:: Your instructions ::
Each line from the one that contains "Objective — one point per instance of the cobblestone" to the end of the material must be quoted exactly; include both end lines and nothing else.

##### Data supplied

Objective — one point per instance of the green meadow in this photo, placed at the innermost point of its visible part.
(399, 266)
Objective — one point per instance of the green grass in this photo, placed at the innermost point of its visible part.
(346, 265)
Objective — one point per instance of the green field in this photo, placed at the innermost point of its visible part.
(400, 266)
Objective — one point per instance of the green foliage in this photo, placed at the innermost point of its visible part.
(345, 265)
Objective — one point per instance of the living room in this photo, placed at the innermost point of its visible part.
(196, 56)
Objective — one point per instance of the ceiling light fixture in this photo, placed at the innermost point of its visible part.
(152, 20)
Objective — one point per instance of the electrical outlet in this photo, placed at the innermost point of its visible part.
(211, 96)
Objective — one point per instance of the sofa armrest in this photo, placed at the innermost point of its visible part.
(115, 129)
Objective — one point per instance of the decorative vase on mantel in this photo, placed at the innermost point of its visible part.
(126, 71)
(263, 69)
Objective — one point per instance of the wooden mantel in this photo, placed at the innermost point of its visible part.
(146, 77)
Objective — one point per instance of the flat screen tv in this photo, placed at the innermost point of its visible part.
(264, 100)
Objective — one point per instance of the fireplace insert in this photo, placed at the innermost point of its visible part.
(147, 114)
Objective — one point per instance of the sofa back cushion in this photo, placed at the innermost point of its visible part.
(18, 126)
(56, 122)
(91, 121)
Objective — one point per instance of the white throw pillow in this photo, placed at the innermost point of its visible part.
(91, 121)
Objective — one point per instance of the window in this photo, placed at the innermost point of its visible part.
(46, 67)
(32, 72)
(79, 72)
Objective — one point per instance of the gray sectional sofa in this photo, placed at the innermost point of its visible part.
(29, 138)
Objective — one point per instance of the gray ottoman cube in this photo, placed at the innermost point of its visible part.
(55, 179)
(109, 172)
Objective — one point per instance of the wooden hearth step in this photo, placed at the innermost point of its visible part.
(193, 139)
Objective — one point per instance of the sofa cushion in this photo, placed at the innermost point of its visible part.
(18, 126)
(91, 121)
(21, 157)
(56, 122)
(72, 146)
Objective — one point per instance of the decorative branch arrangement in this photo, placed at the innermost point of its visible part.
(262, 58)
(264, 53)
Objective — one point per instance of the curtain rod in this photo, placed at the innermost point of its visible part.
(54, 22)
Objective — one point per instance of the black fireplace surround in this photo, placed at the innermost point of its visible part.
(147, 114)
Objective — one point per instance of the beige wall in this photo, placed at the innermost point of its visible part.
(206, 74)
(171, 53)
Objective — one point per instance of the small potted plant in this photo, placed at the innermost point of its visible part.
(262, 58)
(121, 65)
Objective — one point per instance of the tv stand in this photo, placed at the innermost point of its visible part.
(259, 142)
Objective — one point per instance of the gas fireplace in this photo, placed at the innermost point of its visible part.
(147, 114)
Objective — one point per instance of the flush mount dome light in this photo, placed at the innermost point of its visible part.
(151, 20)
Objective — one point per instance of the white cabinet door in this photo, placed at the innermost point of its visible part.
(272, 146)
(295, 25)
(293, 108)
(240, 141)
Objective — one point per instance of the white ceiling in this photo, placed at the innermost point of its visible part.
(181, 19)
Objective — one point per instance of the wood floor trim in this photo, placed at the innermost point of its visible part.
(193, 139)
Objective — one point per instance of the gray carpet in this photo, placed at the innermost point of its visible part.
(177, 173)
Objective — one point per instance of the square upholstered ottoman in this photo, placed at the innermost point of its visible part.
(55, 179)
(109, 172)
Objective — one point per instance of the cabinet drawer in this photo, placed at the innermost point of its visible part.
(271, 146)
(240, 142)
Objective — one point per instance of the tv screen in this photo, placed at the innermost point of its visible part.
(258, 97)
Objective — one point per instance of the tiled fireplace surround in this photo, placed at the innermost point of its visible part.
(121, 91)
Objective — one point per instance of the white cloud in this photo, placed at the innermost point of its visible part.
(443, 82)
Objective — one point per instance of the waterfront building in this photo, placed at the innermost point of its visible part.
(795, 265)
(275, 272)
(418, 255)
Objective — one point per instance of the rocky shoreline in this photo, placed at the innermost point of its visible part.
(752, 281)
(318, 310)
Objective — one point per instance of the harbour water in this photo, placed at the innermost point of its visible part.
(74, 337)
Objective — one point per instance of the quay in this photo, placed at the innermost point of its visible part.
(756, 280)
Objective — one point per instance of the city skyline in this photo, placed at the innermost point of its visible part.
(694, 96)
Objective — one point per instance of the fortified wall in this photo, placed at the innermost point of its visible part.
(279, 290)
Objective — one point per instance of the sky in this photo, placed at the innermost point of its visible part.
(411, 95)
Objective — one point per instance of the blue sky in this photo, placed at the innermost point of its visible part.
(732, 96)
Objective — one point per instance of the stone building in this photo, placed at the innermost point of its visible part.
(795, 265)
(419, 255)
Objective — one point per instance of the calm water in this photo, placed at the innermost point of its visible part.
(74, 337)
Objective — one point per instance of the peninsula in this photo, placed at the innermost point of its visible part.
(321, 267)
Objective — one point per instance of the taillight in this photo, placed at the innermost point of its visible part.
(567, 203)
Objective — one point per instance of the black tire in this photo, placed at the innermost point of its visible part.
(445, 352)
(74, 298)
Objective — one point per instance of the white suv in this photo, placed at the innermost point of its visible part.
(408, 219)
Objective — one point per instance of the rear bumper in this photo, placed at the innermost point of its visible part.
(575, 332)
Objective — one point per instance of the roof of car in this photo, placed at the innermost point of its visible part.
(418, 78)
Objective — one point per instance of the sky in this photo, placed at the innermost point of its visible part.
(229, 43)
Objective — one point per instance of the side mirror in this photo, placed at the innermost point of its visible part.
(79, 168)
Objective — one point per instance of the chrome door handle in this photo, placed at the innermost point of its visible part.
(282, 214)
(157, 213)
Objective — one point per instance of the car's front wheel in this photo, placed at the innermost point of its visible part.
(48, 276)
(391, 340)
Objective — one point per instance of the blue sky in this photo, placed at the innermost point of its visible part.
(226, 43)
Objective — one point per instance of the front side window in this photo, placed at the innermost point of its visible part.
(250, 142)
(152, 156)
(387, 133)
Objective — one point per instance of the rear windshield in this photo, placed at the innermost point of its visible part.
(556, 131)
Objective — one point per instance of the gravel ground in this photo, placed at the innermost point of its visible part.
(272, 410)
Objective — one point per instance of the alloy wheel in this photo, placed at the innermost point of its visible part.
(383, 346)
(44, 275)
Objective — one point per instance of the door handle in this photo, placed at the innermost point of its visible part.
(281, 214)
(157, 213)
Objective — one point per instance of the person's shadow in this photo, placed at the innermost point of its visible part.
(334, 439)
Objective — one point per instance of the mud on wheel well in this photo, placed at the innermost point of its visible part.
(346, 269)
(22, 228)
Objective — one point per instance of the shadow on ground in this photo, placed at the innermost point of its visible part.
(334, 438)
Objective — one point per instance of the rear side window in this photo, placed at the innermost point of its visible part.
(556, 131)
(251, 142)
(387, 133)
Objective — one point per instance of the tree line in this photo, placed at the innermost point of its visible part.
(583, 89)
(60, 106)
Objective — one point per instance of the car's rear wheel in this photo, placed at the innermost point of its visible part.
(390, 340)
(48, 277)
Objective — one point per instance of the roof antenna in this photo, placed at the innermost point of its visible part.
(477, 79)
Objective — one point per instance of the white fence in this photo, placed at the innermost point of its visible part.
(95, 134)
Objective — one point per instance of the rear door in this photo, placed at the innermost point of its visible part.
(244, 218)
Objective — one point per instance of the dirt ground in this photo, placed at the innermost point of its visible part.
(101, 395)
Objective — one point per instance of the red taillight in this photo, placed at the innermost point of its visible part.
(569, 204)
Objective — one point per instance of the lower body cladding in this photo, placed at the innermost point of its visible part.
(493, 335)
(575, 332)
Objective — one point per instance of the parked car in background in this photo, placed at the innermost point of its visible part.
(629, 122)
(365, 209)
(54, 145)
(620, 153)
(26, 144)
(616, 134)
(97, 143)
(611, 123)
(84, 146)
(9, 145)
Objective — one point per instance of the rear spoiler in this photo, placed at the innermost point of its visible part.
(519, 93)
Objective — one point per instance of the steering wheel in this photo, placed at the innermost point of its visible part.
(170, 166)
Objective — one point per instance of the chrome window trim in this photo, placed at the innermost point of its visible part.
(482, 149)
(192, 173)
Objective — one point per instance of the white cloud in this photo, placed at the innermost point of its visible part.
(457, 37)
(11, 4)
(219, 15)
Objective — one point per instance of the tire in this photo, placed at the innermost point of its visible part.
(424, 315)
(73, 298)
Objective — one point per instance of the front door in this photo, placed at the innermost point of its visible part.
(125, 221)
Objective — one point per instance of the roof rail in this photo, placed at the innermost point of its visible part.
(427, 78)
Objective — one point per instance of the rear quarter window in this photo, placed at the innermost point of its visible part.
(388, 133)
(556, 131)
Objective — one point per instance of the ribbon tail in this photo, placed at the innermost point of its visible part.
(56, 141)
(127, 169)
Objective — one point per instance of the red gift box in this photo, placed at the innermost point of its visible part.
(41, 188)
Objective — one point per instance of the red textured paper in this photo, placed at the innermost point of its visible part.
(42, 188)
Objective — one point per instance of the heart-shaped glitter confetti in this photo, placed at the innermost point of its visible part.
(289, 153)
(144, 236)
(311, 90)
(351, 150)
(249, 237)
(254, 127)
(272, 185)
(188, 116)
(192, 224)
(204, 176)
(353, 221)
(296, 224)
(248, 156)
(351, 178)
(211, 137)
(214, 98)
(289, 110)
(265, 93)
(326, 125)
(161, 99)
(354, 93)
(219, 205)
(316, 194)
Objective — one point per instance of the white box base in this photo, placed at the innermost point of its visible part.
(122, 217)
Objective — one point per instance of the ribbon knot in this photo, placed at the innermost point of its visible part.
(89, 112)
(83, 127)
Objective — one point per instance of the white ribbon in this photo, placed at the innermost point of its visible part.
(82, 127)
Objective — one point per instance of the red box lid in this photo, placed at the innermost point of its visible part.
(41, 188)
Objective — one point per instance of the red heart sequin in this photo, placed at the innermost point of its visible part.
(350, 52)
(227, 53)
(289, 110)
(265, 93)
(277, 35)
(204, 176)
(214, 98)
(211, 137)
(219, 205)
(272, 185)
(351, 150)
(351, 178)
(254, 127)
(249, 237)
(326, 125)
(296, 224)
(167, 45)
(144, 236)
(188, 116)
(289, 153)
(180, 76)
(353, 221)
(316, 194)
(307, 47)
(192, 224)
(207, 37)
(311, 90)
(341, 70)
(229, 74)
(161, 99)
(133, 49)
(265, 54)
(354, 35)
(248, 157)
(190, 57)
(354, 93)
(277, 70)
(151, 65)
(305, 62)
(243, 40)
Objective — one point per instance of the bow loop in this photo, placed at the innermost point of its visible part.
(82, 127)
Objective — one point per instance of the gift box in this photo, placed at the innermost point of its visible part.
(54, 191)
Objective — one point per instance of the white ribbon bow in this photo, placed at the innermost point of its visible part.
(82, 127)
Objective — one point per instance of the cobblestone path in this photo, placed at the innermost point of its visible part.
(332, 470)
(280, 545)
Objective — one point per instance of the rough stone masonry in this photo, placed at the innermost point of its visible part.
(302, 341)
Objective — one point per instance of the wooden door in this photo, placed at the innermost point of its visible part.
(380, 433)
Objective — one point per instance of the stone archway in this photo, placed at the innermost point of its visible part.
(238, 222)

##########

:: Exercise output ::
Objective — one point per instance of the cobblestone path in this photo, placed at the innermost point of its visible part.
(332, 470)
(280, 545)
Objective — one point per instance of the rough stone masonry in this photo, placed at the innermost point of its visible part.
(302, 341)
Objective — one point per instance of the wooden door in this photo, placed at the innermost point of its visible part.
(380, 433)
Objective — one point per instance of the stone archway in this photo, placed at the innermost point of its visible part.
(238, 222)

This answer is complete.